__What is required__
The full listing should be duplicated word for word.

__Task material__

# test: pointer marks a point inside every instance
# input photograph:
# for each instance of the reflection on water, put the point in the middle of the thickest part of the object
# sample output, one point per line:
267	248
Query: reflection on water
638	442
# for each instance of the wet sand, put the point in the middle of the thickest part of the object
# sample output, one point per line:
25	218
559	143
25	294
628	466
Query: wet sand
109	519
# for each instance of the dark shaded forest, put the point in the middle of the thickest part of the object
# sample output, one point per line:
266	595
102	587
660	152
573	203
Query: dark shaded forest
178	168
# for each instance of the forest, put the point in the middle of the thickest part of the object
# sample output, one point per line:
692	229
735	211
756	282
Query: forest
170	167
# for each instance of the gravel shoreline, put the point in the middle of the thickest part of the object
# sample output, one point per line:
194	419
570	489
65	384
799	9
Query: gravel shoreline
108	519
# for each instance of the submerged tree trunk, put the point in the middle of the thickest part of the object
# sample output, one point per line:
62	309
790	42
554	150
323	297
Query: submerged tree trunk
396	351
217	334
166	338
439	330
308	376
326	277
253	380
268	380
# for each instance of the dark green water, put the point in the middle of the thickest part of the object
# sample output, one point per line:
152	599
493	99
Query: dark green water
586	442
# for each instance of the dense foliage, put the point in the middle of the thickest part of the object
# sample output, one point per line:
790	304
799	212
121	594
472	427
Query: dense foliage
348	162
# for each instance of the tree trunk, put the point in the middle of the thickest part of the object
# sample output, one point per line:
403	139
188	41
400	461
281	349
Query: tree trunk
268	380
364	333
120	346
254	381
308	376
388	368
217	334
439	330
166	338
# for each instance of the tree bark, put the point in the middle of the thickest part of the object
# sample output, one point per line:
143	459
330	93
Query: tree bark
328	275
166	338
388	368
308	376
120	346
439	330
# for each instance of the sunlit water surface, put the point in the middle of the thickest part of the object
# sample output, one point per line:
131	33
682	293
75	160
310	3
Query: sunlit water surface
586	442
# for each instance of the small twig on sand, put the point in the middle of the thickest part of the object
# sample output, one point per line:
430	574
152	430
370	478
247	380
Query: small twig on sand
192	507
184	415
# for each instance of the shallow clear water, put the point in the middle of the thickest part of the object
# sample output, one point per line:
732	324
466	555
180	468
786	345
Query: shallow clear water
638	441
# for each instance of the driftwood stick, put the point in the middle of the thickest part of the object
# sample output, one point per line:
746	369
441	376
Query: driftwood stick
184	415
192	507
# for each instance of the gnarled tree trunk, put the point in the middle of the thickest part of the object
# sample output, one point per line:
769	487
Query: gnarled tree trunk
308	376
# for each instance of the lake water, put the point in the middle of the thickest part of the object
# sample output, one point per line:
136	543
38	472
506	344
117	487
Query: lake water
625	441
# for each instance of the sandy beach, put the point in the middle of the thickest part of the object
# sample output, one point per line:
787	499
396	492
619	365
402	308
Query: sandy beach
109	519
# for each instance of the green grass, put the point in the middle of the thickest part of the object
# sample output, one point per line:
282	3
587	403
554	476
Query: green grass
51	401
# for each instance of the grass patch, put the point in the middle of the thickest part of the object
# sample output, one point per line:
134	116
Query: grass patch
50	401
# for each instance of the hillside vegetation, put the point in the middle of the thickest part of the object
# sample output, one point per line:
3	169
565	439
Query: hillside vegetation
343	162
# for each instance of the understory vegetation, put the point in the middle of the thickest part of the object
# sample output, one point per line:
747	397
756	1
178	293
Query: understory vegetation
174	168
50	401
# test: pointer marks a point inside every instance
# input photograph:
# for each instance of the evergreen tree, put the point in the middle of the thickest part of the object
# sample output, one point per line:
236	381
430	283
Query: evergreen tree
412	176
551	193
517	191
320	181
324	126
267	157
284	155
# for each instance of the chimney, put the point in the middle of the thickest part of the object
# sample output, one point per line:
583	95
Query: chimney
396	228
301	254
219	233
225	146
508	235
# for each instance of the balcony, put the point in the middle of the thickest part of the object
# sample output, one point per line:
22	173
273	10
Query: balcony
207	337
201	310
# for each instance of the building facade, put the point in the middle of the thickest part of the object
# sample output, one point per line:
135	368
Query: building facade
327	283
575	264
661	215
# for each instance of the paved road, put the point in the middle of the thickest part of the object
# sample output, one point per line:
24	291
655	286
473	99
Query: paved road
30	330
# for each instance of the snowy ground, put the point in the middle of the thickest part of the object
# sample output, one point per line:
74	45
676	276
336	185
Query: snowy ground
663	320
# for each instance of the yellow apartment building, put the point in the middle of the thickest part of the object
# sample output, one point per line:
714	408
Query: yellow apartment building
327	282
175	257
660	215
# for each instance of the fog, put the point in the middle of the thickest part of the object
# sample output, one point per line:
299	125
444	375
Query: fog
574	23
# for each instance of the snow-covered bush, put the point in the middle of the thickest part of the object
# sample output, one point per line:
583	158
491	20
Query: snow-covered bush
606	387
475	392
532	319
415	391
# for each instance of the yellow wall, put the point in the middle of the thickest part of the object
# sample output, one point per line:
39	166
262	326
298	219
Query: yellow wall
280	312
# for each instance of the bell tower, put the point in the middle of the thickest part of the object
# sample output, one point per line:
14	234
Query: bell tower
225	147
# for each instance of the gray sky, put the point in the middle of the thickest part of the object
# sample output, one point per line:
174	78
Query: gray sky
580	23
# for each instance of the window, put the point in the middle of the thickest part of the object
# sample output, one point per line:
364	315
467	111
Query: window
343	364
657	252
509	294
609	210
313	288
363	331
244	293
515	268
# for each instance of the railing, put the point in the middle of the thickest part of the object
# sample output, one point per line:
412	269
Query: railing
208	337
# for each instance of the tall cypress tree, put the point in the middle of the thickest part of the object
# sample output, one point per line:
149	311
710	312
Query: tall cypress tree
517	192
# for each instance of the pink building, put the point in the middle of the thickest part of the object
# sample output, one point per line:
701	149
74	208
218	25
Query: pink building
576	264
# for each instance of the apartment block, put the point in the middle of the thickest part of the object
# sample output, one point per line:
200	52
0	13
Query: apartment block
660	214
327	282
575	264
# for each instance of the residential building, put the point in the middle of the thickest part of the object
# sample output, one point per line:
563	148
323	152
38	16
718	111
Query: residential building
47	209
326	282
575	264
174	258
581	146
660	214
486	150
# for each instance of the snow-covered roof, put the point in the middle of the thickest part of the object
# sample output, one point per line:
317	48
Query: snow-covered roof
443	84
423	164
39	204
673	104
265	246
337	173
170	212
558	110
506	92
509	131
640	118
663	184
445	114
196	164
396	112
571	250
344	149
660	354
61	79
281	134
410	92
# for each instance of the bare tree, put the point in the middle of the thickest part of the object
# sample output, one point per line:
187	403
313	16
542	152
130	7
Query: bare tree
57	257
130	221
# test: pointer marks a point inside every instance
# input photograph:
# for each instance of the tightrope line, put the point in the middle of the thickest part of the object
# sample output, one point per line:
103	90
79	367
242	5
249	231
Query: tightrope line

__Solution to the problem__
# test: pointer marks a point inside every instance
# input photograph:
# for each instance of the reflection on water, put the point in the middle of the thickest part of the object
# sample output, one point per line:
267	248
Query: reflection on water
638	442
# for each instance of the wet sand, put the point in the middle of the thickest part of the object
# sample output, one point per line:
25	218
559	143
25	294
628	466
Query: wet sand
109	519
# for each instance of the dark shaded forest, put the point in the middle of the thickest part of the object
# sample output, one point per line:
266	595
102	587
660	152
573	203
Query: dark shaded forest
178	168
# for each instance of the forest, put the point in the middle of the thickest part of the object
# sample output, one point per line:
692	229
735	211
756	282
Query: forest
170	167
# for each instance of the gravel shoreline, put the point in the middle of the thickest part of the object
# sample output, one point per line:
194	419
570	489
65	384
799	9
Query: gravel shoreline
108	519
# for each instance of the submerged tree trunk, put the point in the middle of the thickest part of the object
# sample output, one point per line:
62	309
790	42
554	150
323	297
Query: submerged tree trunk
396	351
217	334
166	338
439	330
308	376
326	277
253	380
268	380
# for each instance of the dark green water, put the point in the middle of the thickest part of the object
# sample output, one point per line:
152	599
493	99
Query: dark green water
586	442
# for each instance of the dense foliage, put the point in the middle of the thickest part of the object
# sample output, one point per line:
790	304
799	212
121	594
472	427
Query: dense foliage
348	162
# for each instance of the tree trunk, put the point in the middle of the thickest part of the object
# sample output, one point per line:
403	139
188	41
400	461
281	349
Query: tree trunk
268	380
364	333
120	346
254	381
308	376
388	368
217	334
439	330
166	338
# for each instance of the tree bark, put the point in the middle of the thickest part of the object
# sample output, one point per line:
143	459
330	93
Query: tree bark
328	275
166	338
388	368
308	376
120	346
439	330
# for each instance of the sunlit water surface, put the point in the middle of the thickest part of the object
# sample output, one point per line:
131	33
682	293
75	160
310	3
Query: sunlit water surface
586	442
# for each instance of the small twig on sand, put the point in the middle of the thickest part of the object
# sample output, one point per line:
430	574
152	430
370	478
247	380
Query: small twig on sand
192	507
184	415
# for each instance of the shallow clear water, put the point in the middle of the thickest part of the object
# sample output, one point per line:
732	324
466	555
180	468
786	345
Query: shallow clear water
638	441
# for each instance of the driftwood stick, put the point in the middle of the thickest part of the object
# sample output, one point per line:
746	369
441	376
Query: driftwood stick
184	415
192	507
# for each instance of the gnarled tree trunk, put the point in the middle of the thickest part of the object
# sample output, one point per line:
769	487
Query: gnarled tree trunk
308	376
# for each instance of the lake water, put the point in the middle of the thickest part of the object
# sample output, one point per line:
136	543
38	472
506	344
117	487
Query: lake water
625	441
# for each instance of the sandy beach, put the point in the middle of the thickest part of the object
# sample output, one point per line:
787	499
396	492
619	365
402	308
Query: sandy beach
109	519
# for each instance of the green grass, put the point in the middle of the thickest part of the object
# sample output, one point per line:
282	3
587	403
554	476
Query: green grass
51	401
# for each instance of the grass patch, put the point in the middle of the thickest part of the object
# sample output, one point per line:
134	116
Query: grass patch
50	401
# for each instance of the hillside vegetation, put the point in the middle of the thickest part of the object
# sample output, one point per line:
3	169
565	439
Query: hillside vegetation
343	162
# for each instance of the understory vegetation, put the point in the middle of the thickest part of the object
# sample output, one point per line:
747	397
756	1
178	293
Query: understory vegetation
174	168
50	401
# test: pointer marks a point inside every instance
# input photograph:
# for each instance of the evergreen tree, put the point in the middle of the thickest part of the object
# sample output, one point per line:
236	381
430	283
Query: evergreen tree
412	176
551	193
517	191
320	181
324	126
267	157
284	155
# for each instance of the chimney, put the point in the middle of the thickest part of the object
# sample output, one point per line:
583	95
Query: chimney
396	228
301	254
219	233
225	146
508	235
# for each instance of the balcony, put the point in the middle of the thickest part of the object
# sample output, one point per line:
22	173
273	10
Query: balcony
207	337
201	310
# for each instance of the building facade, put the point in the middle of the thickest part of the object
# sample output, one point per line:
135	368
Query: building facade
327	283
575	264
661	215
# for each instance of the paved road, put the point in the middle of the thickest part of the object
# sample output, one point per line:
24	291
655	286
473	99
Query: paved road
30	330
# for each instance of the snowy ground, put the point in the middle of the thickest part of the object
# sample output, one point per line:
74	45
676	276
336	185
Query: snowy ground
663	320
# for each instance of the yellow apartment building, put the point in the middle of the thickest part of the object
# sample output, one point per line:
714	408
Query: yellow apartment building
327	282
175	257
660	215
# for each instance of the fog, put the point in the middle of the thickest part of the object
# sample output, one point per line:
299	125
444	375
Query: fog
574	23
# for each instance of the snow-covered bush, put the point in the middle of the thickest part of the object
# sample output, one point per line:
583	158
491	20
Query: snow-covered bush
606	387
475	392
532	319
415	391
# for each instance of the yellow wall, put the point in the middle of the thickest part of the object
# sample output, one point per line:
39	166
262	326
298	219
Query: yellow wall
280	312
# for each instance of the bell tower, put the point in the middle of the thickest part of the object
# sample output, one point per line:
14	234
Query: bell tower
225	147
# for each instance of the gray sky, put the point in the middle of the thickest part of the object
# sample output, one point per line:
174	78
Query: gray sky
580	23
# for each instance of the window, put the point in the middle of the thickest part of the object
# sample output, one point per line:
364	315
467	111
Query: window
343	364
657	252
509	294
609	210
313	288
363	331
244	293
515	268
# for each instance of the railing, put the point in the middle of the thickest part of the object
# sample output, one point per line:
412	269
Query: railing
208	337
# for each instance of the tall cypress tree, put the point in the middle of the thickest part of the object
# sample output, one point per line:
149	311
710	312
Query: tall cypress tree
517	192
# for each instance of the pink building, put the point in the middle of the thickest part of the object
# sample output, one point per line:
701	149
74	208
218	25
Query: pink building
576	264
# for each instance of the apartment block, put the point in the middle of the thickest part of the object
# sample output, one point per line:
200	52
0	13
Query: apartment block
660	214
327	282
575	264
# for each instance of the residential building, put the point in the middle of the thickest part of the object
# sample output, one point per line:
563	148
323	152
38	16
718	111
Query: residential building
47	209
326	282
575	264
174	258
581	146
660	214
486	150
# for each instance of the snow-covered roof, put the point in the middle of the thickest part of the object
# sample output, one point per line:
317	48
Query: snow-covered roof
443	84
423	164
39	204
673	104
265	246
337	173
170	212
558	110
506	92
509	131
640	118
663	184
445	114
196	164
396	112
571	250
344	149
660	354
61	79
281	134
410	92
# for each instance of the bare tree, put the point in the middle of the thickest part of the object
# sample output, one point per line:
187	403
313	16
542	152
130	7
Query: bare tree
57	257
130	221
# test: pointer marks a point inside every instance
# input photograph:
# for each instance of the tightrope line, put the point in the middle of the thickest part of the object
# sample output, one point per line:
103	90
79	367
242	5
249	231
Query: tightrope line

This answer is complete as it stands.